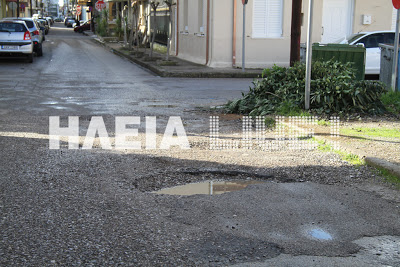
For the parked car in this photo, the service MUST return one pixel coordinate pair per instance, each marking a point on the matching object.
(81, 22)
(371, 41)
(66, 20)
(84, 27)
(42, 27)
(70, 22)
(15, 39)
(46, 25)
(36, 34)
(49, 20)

──────────────────────────────

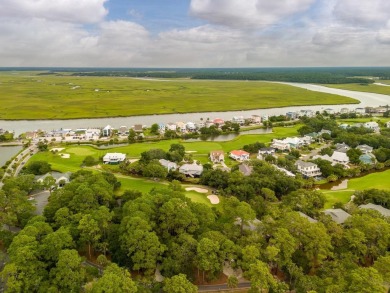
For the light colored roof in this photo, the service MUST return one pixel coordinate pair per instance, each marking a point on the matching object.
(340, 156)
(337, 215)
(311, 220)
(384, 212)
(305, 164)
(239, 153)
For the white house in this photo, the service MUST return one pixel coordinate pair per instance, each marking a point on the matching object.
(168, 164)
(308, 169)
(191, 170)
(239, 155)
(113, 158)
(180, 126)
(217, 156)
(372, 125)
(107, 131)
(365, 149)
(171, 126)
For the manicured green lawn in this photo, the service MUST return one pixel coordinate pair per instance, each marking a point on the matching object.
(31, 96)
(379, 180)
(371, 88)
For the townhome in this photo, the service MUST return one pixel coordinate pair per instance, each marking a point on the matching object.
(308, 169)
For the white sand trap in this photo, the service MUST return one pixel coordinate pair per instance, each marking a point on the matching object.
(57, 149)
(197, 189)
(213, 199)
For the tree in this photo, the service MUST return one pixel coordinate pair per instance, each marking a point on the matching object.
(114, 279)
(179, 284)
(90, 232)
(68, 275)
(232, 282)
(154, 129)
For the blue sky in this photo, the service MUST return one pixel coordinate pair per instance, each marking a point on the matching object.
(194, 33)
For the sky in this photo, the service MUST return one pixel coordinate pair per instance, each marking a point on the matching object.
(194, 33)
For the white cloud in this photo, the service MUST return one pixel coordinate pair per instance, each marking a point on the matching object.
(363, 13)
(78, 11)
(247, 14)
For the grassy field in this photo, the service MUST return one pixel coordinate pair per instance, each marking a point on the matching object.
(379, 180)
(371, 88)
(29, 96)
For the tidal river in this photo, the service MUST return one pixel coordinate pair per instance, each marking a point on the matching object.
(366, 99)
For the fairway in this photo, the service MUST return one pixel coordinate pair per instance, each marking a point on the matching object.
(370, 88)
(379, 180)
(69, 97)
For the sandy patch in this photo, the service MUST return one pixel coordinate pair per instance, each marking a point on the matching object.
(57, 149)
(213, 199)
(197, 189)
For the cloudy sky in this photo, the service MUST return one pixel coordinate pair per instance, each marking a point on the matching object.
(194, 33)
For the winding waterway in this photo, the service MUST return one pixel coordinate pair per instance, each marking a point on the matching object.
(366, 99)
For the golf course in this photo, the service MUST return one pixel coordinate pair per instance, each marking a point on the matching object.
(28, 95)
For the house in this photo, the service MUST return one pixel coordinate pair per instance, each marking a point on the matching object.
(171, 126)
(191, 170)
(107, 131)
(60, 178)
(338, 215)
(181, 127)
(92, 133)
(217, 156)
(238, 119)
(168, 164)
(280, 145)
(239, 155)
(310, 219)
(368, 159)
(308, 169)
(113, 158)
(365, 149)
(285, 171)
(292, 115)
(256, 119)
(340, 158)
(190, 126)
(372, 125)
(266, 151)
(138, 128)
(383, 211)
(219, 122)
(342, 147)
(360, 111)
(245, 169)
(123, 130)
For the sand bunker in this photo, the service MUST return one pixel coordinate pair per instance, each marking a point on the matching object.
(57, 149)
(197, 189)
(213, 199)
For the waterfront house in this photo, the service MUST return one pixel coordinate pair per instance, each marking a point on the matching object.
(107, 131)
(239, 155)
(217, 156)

──────────────────────────────

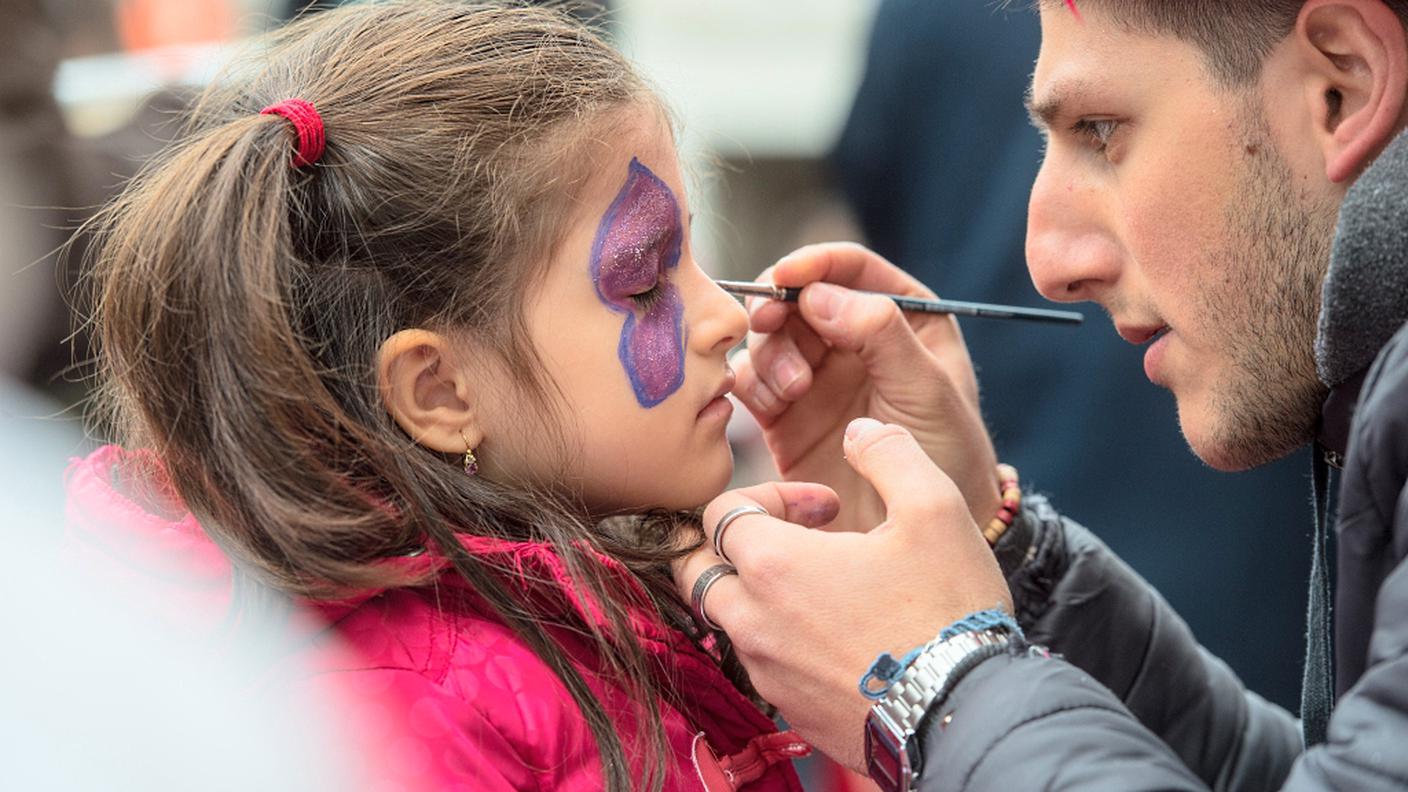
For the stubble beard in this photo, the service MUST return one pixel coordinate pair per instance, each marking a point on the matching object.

──────────────────────────────

# Problem requirements
How many of the rows above contain the string "white"? Case counts. Give only the number.

# Solution
3